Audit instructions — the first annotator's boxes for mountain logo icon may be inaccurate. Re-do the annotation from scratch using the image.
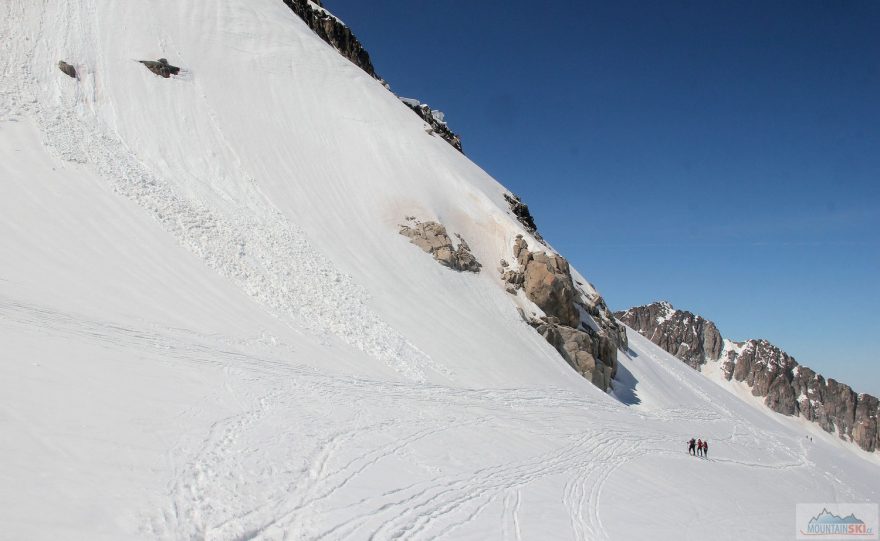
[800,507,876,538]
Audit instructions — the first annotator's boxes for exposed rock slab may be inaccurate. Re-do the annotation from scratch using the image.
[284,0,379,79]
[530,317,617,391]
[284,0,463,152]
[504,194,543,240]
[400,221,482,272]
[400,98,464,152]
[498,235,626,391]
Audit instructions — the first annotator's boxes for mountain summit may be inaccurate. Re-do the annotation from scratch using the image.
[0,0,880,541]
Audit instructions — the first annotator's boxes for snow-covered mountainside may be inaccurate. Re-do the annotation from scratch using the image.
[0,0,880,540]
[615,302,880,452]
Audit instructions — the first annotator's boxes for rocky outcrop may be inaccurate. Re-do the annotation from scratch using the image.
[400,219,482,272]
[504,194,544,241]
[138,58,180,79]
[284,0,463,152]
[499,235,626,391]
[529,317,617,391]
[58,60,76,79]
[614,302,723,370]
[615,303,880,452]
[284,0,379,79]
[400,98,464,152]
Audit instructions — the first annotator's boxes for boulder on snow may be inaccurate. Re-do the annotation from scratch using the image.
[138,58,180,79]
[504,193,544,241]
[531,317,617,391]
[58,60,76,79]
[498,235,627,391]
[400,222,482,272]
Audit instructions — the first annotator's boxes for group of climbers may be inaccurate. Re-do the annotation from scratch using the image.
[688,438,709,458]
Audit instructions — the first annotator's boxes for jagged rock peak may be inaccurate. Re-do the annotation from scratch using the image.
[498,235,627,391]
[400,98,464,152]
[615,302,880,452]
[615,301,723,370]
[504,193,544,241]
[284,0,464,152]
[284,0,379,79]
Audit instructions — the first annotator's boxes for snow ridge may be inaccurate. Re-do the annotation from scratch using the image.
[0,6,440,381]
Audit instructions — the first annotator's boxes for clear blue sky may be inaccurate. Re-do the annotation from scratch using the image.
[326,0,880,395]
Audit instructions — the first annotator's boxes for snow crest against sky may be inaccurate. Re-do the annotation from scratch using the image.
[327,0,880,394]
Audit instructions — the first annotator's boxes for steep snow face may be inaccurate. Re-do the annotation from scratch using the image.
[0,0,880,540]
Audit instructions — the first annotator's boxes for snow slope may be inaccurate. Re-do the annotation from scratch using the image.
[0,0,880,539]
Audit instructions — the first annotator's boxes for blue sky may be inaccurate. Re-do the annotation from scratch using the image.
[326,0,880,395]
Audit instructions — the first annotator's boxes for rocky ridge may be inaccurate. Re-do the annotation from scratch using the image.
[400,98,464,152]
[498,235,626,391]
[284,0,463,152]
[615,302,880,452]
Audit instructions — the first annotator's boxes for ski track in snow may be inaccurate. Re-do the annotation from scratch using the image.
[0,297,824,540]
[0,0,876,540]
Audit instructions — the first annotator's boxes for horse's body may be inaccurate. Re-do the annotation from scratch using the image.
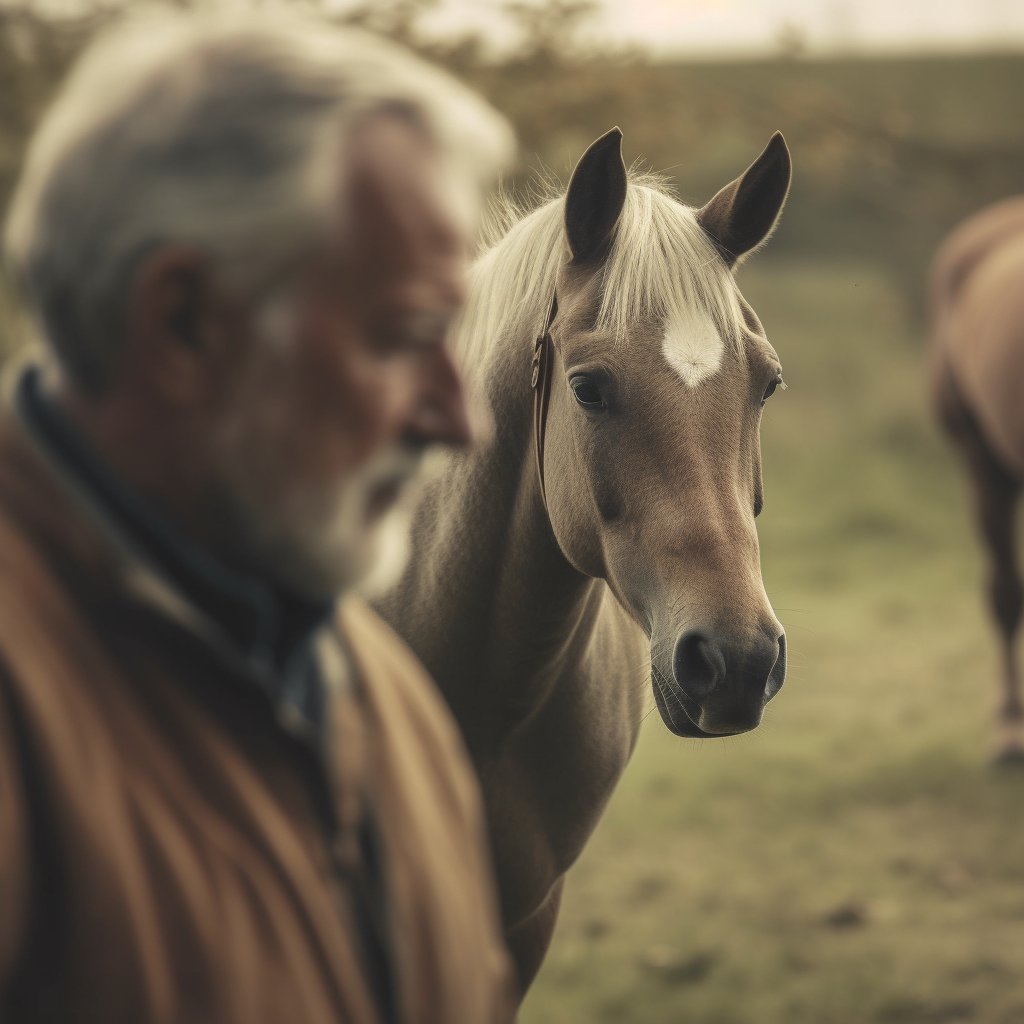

#####

Please switch "first annotator's" to "original annotator's" throughout the listing above and write it out again with everything else unchanged. Leave the pictures out.

Audit instructions — the original annotator's boxes for mountain logo icon may be inaccurate. Re-do the annotation from scratch using the image.
[800,507,876,538]
Audit instructions — the original annotator's boxes for exposed rock slab may be inaccurate. Re-do the annotation from scratch using the image.
[284,0,379,79]
[530,317,617,391]
[284,0,463,152]
[504,194,543,240]
[400,221,482,272]
[400,98,464,152]
[498,235,626,391]
Audit instructions — the original annotator's boxes for mountain summit may be inaccurate. Re-do the annotation from scratch using the image.
[0,0,880,541]
Audit instructions — the original annotator's boxes for snow-covered mountainside may be inaccurate. Re-do the annotation from scratch using the image.
[0,0,880,540]
[615,302,880,452]
Audit instructions — the original annotator's boxes for rocky outcrop may be inaccurate. Re-do the annotation from scratch using the image.
[400,219,482,272]
[504,194,544,241]
[138,58,180,79]
[284,0,463,152]
[499,235,626,391]
[529,317,617,391]
[58,60,76,79]
[614,302,723,370]
[615,303,880,452]
[284,0,379,79]
[400,98,464,152]
Audit instructions — the original annotator's boxes for boulder on snow may be inaccurate. Re-do the annotation from scratch using the image.
[138,58,180,79]
[504,193,544,241]
[531,317,617,391]
[58,60,76,79]
[498,235,627,391]
[400,222,482,272]
Audit instructions — the original annotator's boxes for group of climbers may be inaccurate. Re-do the annotation from scratch using the image.
[688,438,709,458]
Audit instructions — the original annotator's boxes for jagged rock peak may be inaccurate. Re-do the annotation from scratch using the image.
[498,235,627,391]
[400,98,464,152]
[615,302,880,452]
[615,301,723,370]
[504,193,544,241]
[284,0,464,152]
[284,0,379,79]
Audit instructions — the original annotator's boxes for snow ridge may be inaccurate. Re-do the annotation from scratch using the image.
[0,6,440,381]
Audit instructions — the original annotator's boxes for clear blue sky may be inaccurate. Re-do the annotation from scratch using the image.
[326,0,880,395]
Audit instructions — the original annotator's boxes for snow crest against sky may be inaccurate. Re-do the annotation from scratch using the image.
[327,0,880,394]
Audit instructions — the original annotator's boxes for steep snow face may be inaccurate. Re-do the annotation from scratch using the image.
[0,0,880,540]
Audit instructions — the original annotator's boxes for snow slope may be inaccurate. Re-do the annotation from scratch using the image.
[0,0,880,539]
Audit instructions — the original annotator's boxes for blue sky may be inaccurate. Re-do the annotation from scratch using the image.
[326,0,880,395]
Audit instructions — the original annotator's boxes for rocky ridge may be inaccurate. Re-do the annotation from scratch using the image.
[400,98,464,152]
[498,235,626,391]
[284,0,463,152]
[615,302,880,452]
Audit instructions — the original annotator's boxes for ski track in snow may be inaccurate. Re-do the annotation from scratch using the image.
[0,297,824,540]
[0,0,876,540]
Audit instructions — the original annotator's boxes for horse's body may be inaccurate. Re-do the annotation from scratch using the image.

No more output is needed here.